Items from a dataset
○ ○ ○

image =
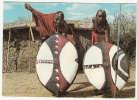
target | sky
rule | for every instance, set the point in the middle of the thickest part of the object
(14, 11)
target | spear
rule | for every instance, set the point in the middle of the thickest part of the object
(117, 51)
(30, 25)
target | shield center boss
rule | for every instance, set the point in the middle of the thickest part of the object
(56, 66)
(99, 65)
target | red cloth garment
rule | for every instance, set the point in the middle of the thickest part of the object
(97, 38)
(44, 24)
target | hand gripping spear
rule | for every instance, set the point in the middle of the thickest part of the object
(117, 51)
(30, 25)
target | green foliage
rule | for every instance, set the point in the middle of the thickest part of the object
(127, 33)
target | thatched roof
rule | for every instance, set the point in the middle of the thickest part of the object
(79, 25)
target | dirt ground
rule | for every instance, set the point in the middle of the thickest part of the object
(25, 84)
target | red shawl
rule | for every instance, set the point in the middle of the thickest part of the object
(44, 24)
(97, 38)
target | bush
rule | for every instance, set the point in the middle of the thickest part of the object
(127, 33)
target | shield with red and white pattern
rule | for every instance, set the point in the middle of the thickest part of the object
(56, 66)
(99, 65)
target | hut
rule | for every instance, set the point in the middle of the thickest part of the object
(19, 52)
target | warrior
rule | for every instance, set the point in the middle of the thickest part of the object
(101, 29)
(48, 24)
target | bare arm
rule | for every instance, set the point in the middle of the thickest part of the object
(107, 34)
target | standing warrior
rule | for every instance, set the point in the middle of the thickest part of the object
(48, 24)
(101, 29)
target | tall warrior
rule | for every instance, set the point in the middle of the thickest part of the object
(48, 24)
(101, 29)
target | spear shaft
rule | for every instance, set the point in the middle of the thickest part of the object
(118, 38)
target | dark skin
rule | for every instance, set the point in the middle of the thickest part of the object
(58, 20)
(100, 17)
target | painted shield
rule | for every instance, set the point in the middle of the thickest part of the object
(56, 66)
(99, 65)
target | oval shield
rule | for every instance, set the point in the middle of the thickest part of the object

○ ○ ○

== What is required ==
The lines to reproduce run from the one that contains "target | tall warrior" through the last line above; copy them exactly.

== Result ==
target | tall warrior
rule | for every instance, set the point in the middle of the thickest part of the object
(48, 24)
(101, 29)
target | spear shaft
rule | for every instance, set the point in the middle of the thickest part of the object
(118, 38)
target | dark skin
rule | for every instance, set the point in the middle of the thickest part of the object
(58, 20)
(100, 17)
target | painted shield
rule | for every instance, set the point in the middle of the thickest part of the object
(56, 66)
(99, 65)
target | oval shield
rule | for every instance, set the point in the middle of the thickest part of the object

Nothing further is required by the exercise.